— begin Rows —
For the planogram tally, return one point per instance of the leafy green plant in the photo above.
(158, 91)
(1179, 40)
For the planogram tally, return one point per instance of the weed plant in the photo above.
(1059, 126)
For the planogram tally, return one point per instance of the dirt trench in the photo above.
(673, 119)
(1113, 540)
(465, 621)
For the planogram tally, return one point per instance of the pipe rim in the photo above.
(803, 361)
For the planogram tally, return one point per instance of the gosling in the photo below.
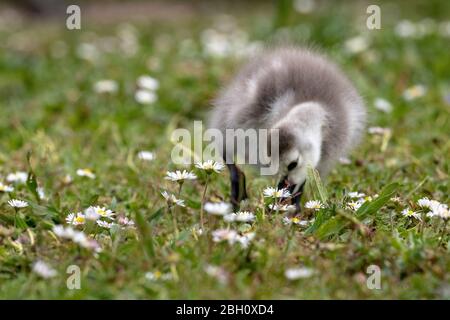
(319, 114)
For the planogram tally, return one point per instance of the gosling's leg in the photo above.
(238, 188)
(297, 194)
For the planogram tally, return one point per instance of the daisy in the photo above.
(294, 220)
(148, 83)
(438, 209)
(356, 44)
(298, 273)
(15, 203)
(145, 97)
(304, 6)
(104, 224)
(379, 130)
(270, 192)
(180, 176)
(218, 208)
(157, 275)
(76, 219)
(91, 214)
(146, 155)
(444, 213)
(382, 105)
(220, 235)
(106, 86)
(414, 92)
(86, 173)
(103, 212)
(210, 166)
(217, 272)
(245, 239)
(344, 161)
(282, 207)
(171, 199)
(354, 205)
(41, 193)
(43, 270)
(5, 188)
(18, 176)
(405, 29)
(409, 213)
(67, 179)
(424, 203)
(241, 216)
(355, 195)
(64, 232)
(125, 222)
(314, 204)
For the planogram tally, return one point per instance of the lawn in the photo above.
(87, 117)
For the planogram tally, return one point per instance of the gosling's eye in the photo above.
(292, 165)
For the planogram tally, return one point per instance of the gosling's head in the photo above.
(297, 149)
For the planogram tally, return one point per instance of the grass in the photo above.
(52, 116)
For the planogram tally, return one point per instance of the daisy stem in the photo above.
(180, 184)
(203, 201)
(443, 232)
(174, 220)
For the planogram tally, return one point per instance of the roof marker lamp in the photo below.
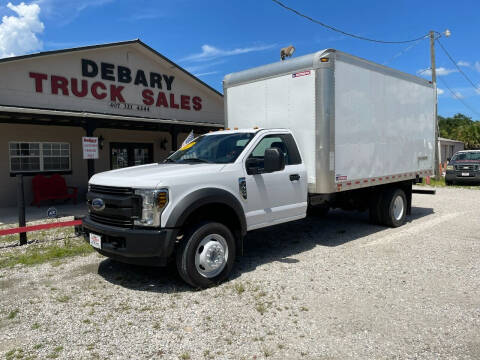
(153, 204)
(286, 52)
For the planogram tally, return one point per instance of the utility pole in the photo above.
(435, 111)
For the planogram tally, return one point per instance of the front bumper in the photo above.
(151, 247)
(456, 176)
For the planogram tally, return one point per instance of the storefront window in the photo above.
(39, 157)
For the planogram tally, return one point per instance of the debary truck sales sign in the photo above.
(126, 80)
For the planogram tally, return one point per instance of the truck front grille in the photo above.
(107, 220)
(465, 167)
(122, 206)
(111, 190)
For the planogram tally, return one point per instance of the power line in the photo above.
(403, 52)
(455, 95)
(458, 67)
(344, 32)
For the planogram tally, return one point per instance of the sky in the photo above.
(212, 38)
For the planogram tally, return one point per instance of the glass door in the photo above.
(130, 154)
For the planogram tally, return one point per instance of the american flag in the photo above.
(189, 139)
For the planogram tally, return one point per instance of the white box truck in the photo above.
(326, 130)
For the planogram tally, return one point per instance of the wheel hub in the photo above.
(398, 208)
(211, 255)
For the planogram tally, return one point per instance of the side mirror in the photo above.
(252, 166)
(274, 160)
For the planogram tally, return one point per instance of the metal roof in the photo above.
(99, 46)
(312, 61)
(451, 140)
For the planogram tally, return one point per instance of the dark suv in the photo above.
(463, 167)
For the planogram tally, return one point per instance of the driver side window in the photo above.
(283, 142)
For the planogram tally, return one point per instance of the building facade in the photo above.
(136, 102)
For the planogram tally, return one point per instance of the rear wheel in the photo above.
(206, 255)
(394, 206)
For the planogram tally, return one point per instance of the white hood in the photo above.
(152, 175)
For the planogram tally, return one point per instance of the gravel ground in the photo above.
(332, 288)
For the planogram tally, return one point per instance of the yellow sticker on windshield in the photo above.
(188, 146)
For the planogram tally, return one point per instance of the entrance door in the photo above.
(130, 154)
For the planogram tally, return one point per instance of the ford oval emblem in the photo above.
(98, 204)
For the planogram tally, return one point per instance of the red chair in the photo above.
(52, 188)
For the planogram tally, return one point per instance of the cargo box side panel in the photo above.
(286, 101)
(383, 123)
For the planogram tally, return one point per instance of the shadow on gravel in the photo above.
(142, 278)
(277, 243)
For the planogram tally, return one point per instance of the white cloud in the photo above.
(210, 52)
(64, 12)
(441, 71)
(202, 67)
(18, 33)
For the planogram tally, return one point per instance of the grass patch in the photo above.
(441, 183)
(40, 254)
(14, 354)
(13, 314)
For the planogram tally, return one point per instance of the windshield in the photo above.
(218, 149)
(467, 156)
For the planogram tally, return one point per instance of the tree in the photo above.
(462, 128)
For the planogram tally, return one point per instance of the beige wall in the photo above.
(72, 135)
(130, 136)
(14, 132)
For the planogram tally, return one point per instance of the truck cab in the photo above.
(463, 167)
(197, 205)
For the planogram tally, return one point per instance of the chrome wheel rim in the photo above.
(211, 255)
(398, 208)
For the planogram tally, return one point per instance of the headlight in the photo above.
(153, 203)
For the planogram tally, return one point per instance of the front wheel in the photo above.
(206, 255)
(395, 207)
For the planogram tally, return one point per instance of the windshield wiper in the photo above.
(197, 160)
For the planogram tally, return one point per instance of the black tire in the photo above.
(388, 205)
(186, 253)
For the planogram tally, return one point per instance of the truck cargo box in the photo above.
(357, 123)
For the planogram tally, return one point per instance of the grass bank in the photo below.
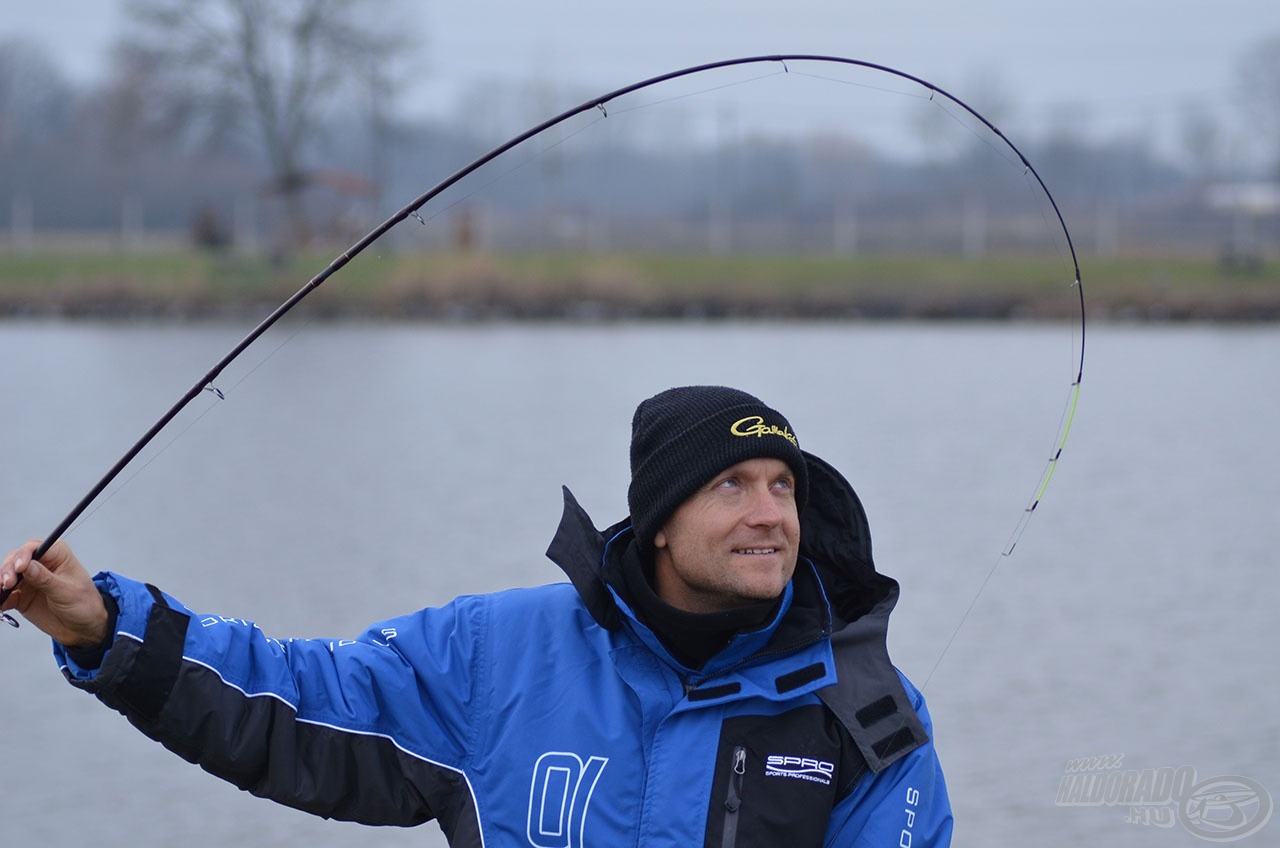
(448, 285)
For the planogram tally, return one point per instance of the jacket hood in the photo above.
(833, 536)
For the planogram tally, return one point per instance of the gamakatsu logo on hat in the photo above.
(755, 425)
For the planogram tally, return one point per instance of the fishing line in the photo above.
(599, 104)
(213, 390)
(503, 174)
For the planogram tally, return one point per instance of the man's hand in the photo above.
(56, 595)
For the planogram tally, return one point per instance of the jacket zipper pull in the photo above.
(734, 799)
(735, 782)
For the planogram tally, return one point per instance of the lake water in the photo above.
(356, 472)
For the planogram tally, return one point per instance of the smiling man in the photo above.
(716, 674)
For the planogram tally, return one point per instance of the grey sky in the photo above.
(1129, 64)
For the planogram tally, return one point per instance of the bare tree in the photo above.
(1260, 78)
(35, 97)
(268, 69)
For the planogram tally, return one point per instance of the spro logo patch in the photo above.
(799, 769)
(755, 425)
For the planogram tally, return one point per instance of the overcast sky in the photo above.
(1129, 64)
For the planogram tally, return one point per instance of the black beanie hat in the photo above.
(684, 437)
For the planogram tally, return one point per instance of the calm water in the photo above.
(356, 472)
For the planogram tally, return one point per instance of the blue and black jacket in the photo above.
(552, 716)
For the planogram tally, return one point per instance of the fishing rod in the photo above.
(600, 103)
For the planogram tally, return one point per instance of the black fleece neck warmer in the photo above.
(693, 638)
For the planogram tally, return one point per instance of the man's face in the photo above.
(734, 542)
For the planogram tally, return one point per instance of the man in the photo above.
(714, 675)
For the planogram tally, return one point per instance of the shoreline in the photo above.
(1226, 308)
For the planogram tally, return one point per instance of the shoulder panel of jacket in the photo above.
(869, 698)
(577, 548)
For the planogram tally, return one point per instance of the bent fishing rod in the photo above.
(600, 103)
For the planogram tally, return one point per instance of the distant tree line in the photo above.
(278, 124)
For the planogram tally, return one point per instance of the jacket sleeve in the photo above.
(374, 729)
(904, 805)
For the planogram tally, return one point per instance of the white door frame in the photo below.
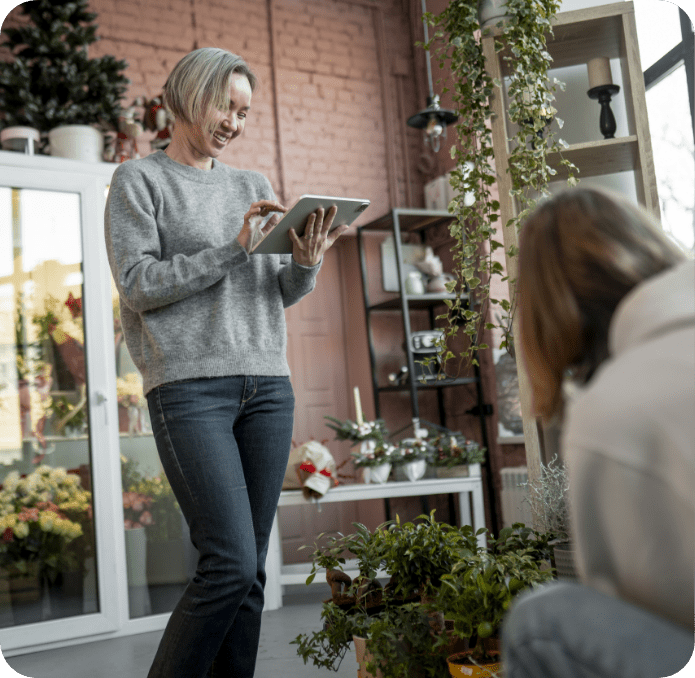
(89, 180)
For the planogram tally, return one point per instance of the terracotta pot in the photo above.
(459, 665)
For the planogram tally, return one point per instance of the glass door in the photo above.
(57, 459)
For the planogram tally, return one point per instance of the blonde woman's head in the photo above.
(581, 253)
(199, 84)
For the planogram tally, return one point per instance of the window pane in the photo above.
(658, 29)
(674, 155)
(47, 548)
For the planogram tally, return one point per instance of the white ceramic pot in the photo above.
(377, 474)
(414, 470)
(77, 142)
(20, 139)
(491, 12)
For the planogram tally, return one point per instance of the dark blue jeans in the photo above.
(224, 444)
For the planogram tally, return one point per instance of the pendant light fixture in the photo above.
(432, 119)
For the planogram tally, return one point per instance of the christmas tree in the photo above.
(51, 80)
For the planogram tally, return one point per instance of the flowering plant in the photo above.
(40, 515)
(129, 391)
(349, 430)
(411, 449)
(375, 454)
(453, 449)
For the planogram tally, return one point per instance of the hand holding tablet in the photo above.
(311, 227)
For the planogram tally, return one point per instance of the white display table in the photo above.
(469, 490)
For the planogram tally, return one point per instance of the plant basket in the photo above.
(459, 665)
(363, 657)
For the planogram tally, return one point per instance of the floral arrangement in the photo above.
(149, 502)
(412, 449)
(357, 433)
(40, 515)
(129, 391)
(375, 454)
(453, 450)
(549, 499)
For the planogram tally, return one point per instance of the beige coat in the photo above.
(629, 443)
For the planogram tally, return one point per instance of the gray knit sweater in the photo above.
(193, 302)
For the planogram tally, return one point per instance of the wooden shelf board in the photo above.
(432, 384)
(409, 220)
(596, 158)
(582, 34)
(421, 301)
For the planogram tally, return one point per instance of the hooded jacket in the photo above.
(629, 444)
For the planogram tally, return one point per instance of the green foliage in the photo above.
(327, 647)
(417, 555)
(531, 94)
(479, 589)
(436, 569)
(51, 80)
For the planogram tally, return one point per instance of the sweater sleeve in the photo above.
(143, 279)
(296, 281)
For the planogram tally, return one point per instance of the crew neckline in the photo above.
(195, 173)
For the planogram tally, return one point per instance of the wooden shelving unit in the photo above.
(604, 31)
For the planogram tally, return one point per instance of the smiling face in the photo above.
(196, 145)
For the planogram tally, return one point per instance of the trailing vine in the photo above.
(531, 94)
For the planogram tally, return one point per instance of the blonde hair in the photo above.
(199, 84)
(581, 253)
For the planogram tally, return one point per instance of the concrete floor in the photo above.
(131, 657)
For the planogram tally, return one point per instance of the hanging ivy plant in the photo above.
(531, 94)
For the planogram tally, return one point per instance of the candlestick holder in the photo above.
(606, 120)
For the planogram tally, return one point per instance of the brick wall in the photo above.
(327, 80)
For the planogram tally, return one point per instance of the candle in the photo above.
(599, 72)
(358, 407)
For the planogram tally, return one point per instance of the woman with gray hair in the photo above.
(607, 308)
(204, 323)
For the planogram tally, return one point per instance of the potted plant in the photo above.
(476, 595)
(41, 518)
(548, 496)
(530, 96)
(53, 86)
(454, 456)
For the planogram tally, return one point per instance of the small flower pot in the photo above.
(78, 142)
(414, 470)
(376, 474)
(20, 139)
(460, 665)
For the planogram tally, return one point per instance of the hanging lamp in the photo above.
(433, 119)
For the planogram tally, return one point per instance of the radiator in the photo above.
(514, 508)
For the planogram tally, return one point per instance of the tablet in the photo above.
(278, 240)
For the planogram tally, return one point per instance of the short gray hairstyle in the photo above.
(200, 82)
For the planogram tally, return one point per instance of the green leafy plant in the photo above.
(41, 517)
(357, 433)
(51, 80)
(530, 94)
(453, 449)
(411, 449)
(478, 592)
(416, 555)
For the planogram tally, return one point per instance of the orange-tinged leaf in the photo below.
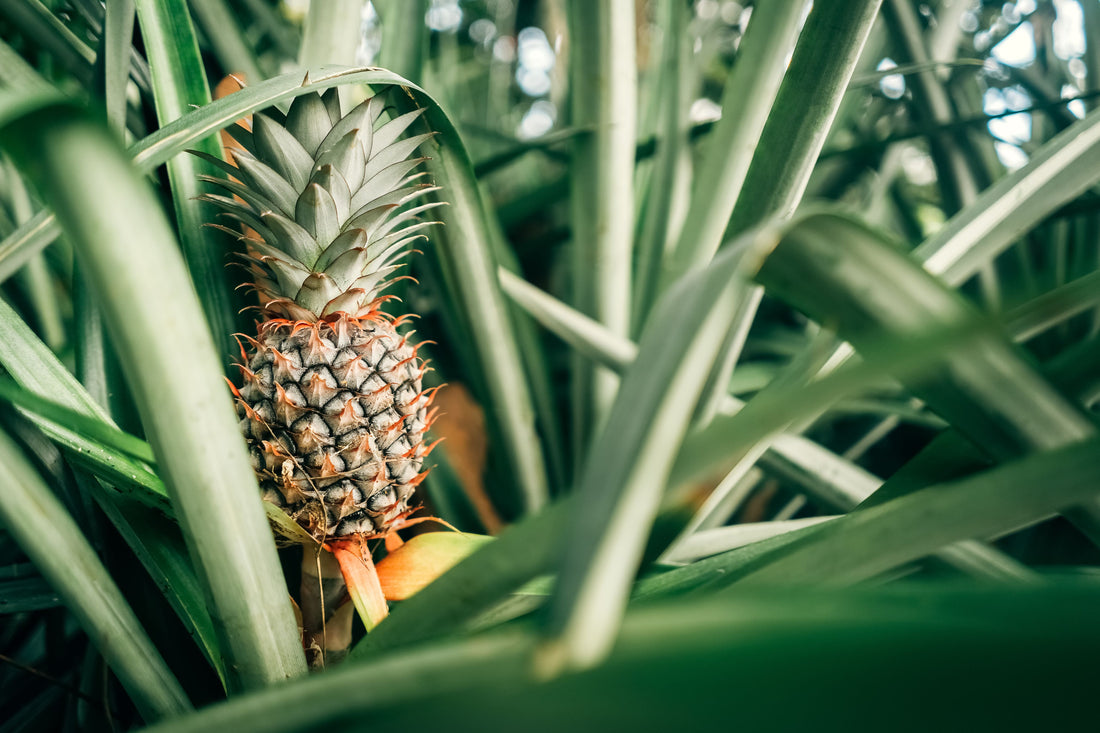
— end Rows —
Short problem – From the listing above, extract every line that contains the string "hand", and reproduce each such line in full, in its original order.

Solution –
For the planogram tally, return one point per instance of the man's hand in the photo above.
For the planogram tally, return one point per instance of the hand holding tablet in the photo above.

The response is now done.